REQUIRED ACTIONS.
A: In the review of Scorpion Orchid, what time and place form the social landscape the four friends face?
B: Carry on writing the Scorpion Orchid review, starting right after its last sentence.

EXCERPT TO READ.
* * * * *
Saturday, 29 March 2014

Scorpion Orchid by Lloyd Fernando




Scorpion Orchid appeared on every iteration of my lists. This means that since last August, I’ve read the title, or descriptions of the book, or discussions of its literary significance nigh daily. When I started this novel, I therefore expected it to be akin to a Malayan version of Dead Poets Society sans Robin Williams and that whole desk bit: four friends from disparate backgrounds are about to graduate from University and must deal with their own personal struggles while retaining the bonds of their friendship in the face of a rocky social landscape (1950s Singapore, so after the Japanese occupation but before Independence). 

I’m still not sure if my expectations were fairly inaccurate, but I still think there’s a significance between these two narrative styles that’s worth considering. I’ll somewhat shamefully admit that I wasn’t especially enamoured with the text when I started it. The texts on my lists from the 60s and 70s (_very_ broadly speaking, here) thus far deal commonly with a heavy-handed masculinity as boys/men come into their own alongside the Independence of their nation. Reading a handful of these novels in close succession can be a bit much, even if they are of great literary significance or are spectacularly well-written.
* * * * *
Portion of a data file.
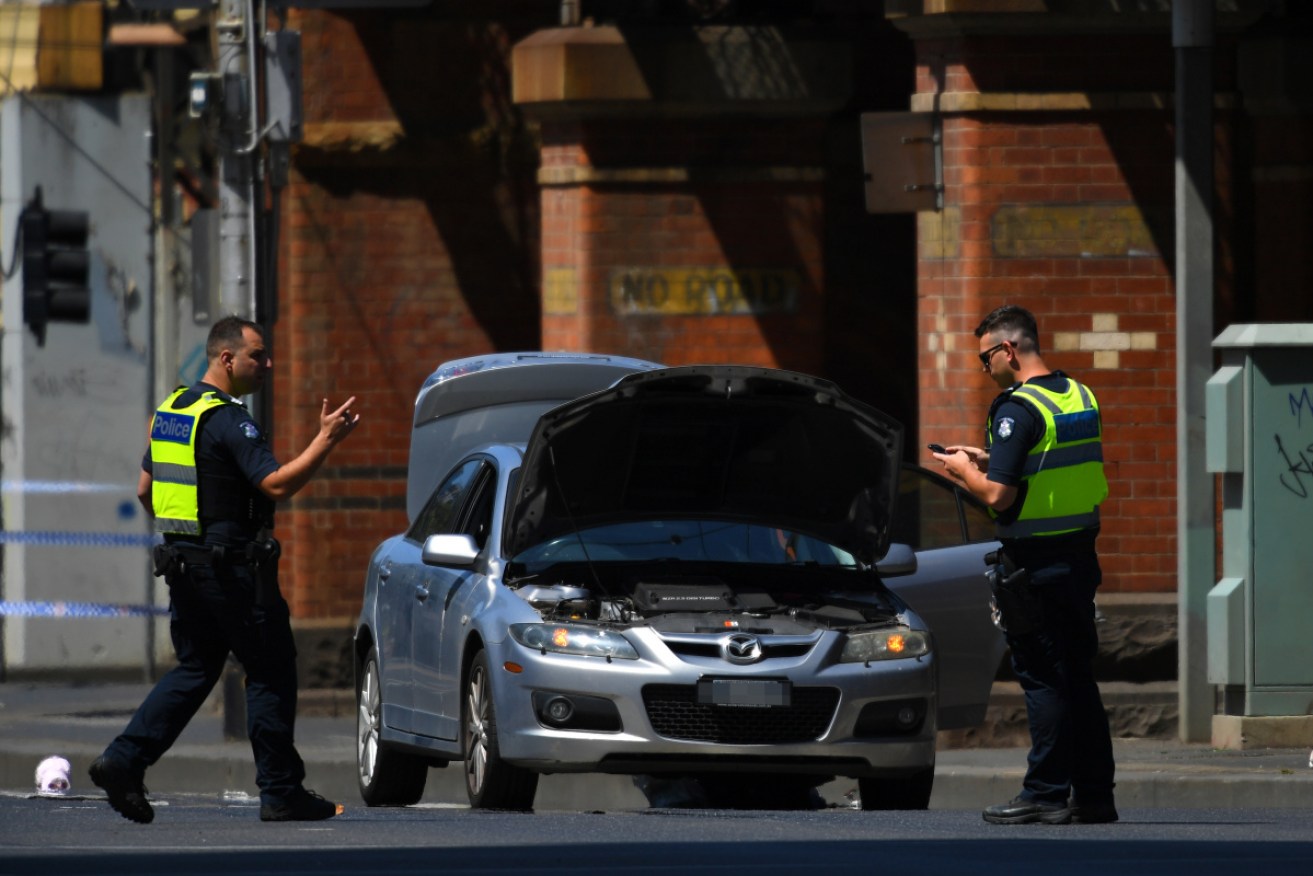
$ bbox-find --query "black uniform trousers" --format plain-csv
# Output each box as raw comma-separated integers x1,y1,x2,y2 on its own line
105,561,306,802
1004,533,1115,805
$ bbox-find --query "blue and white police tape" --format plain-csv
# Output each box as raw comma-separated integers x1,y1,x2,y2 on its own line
0,531,160,548
0,481,137,494
0,602,168,617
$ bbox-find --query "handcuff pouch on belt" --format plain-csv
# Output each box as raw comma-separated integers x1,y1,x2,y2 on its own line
151,537,282,605
985,550,1043,636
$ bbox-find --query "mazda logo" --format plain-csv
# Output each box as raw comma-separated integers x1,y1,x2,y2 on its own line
721,633,762,665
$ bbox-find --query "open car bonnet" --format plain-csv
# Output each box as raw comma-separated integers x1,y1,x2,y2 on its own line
504,365,902,565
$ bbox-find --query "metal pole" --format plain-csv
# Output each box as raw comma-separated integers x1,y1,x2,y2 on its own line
1171,0,1217,742
215,0,255,319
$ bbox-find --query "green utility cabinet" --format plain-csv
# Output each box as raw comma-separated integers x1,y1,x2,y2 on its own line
1205,323,1313,716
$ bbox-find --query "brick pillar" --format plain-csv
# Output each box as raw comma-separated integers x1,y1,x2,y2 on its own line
513,28,848,373
902,4,1222,592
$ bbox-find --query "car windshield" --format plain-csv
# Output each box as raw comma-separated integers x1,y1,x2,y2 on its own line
515,520,857,573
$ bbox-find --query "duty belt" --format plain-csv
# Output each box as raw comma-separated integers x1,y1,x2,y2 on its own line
167,540,277,566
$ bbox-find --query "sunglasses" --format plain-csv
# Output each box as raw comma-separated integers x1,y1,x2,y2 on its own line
979,340,1010,370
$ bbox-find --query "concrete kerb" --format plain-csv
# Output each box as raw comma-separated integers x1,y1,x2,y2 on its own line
0,684,1313,810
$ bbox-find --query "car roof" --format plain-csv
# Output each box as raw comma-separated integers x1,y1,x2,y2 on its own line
406,352,660,520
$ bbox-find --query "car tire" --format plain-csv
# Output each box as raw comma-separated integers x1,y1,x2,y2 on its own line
857,766,935,810
356,651,428,806
461,651,538,812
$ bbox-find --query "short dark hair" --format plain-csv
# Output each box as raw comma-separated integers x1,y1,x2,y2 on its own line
205,315,264,359
976,305,1040,353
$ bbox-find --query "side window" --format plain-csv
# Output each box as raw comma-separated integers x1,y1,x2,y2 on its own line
406,460,483,544
461,465,496,550
890,466,994,550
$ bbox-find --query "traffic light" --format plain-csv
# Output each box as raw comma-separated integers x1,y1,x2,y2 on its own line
20,186,91,345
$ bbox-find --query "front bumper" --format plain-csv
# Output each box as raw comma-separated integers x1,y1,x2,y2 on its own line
488,629,936,776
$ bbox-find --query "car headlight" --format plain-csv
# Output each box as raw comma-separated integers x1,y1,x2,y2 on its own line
839,629,930,663
511,624,638,661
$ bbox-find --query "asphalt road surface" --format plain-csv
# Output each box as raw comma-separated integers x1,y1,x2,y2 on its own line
0,795,1313,876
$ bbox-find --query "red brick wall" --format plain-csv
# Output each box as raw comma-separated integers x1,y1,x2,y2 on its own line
542,118,825,373
918,37,1192,591
273,4,555,619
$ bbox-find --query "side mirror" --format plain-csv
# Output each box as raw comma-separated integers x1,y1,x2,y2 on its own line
419,535,479,566
876,544,916,578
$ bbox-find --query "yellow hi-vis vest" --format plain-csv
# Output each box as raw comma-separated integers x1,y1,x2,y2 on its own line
151,386,231,536
989,377,1108,538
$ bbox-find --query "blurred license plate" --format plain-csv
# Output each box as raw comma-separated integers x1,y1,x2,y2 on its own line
697,678,793,709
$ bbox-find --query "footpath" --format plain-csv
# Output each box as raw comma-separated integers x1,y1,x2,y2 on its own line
0,682,1313,810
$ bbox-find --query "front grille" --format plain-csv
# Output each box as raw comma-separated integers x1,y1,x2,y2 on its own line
666,640,815,661
643,684,839,745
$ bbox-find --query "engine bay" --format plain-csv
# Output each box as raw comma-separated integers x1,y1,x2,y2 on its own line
512,563,905,636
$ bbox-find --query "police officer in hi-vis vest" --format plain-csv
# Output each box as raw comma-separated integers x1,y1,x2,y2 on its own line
89,317,360,823
934,305,1117,825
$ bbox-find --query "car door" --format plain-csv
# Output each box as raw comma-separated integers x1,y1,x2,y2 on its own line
366,536,414,730
885,465,1006,730
410,457,495,739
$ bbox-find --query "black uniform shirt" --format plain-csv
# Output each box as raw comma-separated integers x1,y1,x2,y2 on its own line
142,382,278,545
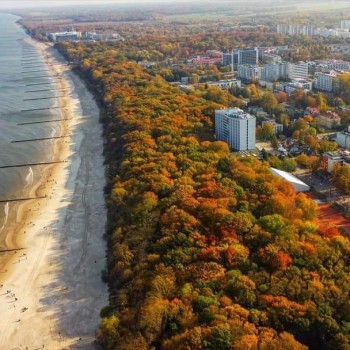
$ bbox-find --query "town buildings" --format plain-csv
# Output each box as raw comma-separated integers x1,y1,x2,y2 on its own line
48,31,82,42
215,108,256,151
316,111,341,129
314,71,338,92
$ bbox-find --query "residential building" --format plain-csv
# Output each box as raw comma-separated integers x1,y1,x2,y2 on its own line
261,62,288,81
316,111,341,129
237,65,263,80
49,32,81,42
304,107,320,117
215,108,256,151
209,79,242,90
288,62,308,80
262,119,283,135
233,47,259,65
277,23,315,36
314,60,350,72
336,125,350,149
314,71,338,92
322,152,343,173
340,19,350,29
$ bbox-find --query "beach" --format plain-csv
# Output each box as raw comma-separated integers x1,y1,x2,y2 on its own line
0,39,108,350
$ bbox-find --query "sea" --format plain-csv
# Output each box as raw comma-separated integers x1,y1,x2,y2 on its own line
0,13,61,243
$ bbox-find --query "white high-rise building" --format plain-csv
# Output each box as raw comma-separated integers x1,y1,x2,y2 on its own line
215,108,256,151
237,64,263,80
288,62,309,80
314,71,338,92
340,19,350,29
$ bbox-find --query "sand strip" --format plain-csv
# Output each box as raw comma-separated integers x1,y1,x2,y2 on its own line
0,38,108,350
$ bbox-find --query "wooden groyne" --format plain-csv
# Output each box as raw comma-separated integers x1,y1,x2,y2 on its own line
17,119,62,125
24,88,68,93
11,135,70,143
0,196,47,203
0,160,66,169
23,74,58,79
23,96,63,101
0,248,27,253
26,82,52,86
22,67,49,74
21,107,61,112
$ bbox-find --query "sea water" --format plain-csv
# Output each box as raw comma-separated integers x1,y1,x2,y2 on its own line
0,13,60,242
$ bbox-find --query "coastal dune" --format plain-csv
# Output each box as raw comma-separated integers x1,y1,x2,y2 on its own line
0,41,108,350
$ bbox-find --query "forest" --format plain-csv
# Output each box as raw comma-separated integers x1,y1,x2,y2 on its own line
57,43,350,350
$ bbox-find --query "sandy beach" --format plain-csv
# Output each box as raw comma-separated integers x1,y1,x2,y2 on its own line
0,41,108,350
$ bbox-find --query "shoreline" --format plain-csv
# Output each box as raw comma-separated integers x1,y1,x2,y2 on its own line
0,39,72,285
0,31,108,350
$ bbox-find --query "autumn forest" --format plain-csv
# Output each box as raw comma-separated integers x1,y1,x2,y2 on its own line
57,36,350,350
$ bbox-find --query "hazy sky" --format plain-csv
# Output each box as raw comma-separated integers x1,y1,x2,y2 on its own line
0,0,174,9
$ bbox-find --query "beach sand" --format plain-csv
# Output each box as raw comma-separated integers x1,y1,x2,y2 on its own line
0,41,108,350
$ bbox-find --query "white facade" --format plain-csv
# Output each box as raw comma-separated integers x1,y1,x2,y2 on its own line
237,65,263,80
277,23,315,36
261,62,288,81
340,19,350,29
49,32,81,42
314,72,337,92
288,62,308,80
215,108,256,151
236,47,259,65
336,131,350,149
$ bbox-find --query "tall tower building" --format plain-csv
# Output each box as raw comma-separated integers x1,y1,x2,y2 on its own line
215,108,256,151
236,47,259,65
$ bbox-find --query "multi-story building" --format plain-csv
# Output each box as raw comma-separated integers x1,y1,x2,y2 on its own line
261,62,288,81
49,32,81,42
314,60,350,72
237,47,259,64
209,79,242,90
314,72,338,92
277,23,315,36
215,108,256,151
336,125,350,149
288,62,308,80
237,64,263,80
340,19,350,29
316,111,341,129
262,119,283,135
* * * * *
RESPONSES BY TASK.
A: 1950s Singapore, after the Japanese occupation but before Independence.

B:
But I think that Scorpion Orchid does a rather careful and considerate job of narrating the four boys’ stories and showing how they’re attempting to write their own (fractured) personal narratives, while juxtaposing this against their country’s fragmented national story. Singapore is caught in this type of liminal zone, at once recovering from Japanese occupation while trying to manifest its own national identity and seek independence from Britain. Yet as the boys’ language and general education suggests, identity construction — both national and individual — seems to be thought of as a type of grab-bag at times, where one has to choose which facets of their history they’ll keep (British education) even as they eschew others (dominance of British culture). 

In short, I think that Scorpion Orchid will end up serving as the crux of my discussion of the earlier SEA texts in English, and how a hyper-masculine bildungsroman becomes entwined with national identity. The texts even lends itself to this reading as the boys’ stories are interspersed with italicized sections that relate the myths and stories that underpin the cultural backgrounds of each of the boys. Because, importantly, the four boys (men?) in the story represent the four predominate races in Singapore at the time: Malay, Chinese, Indian, and Eurasian.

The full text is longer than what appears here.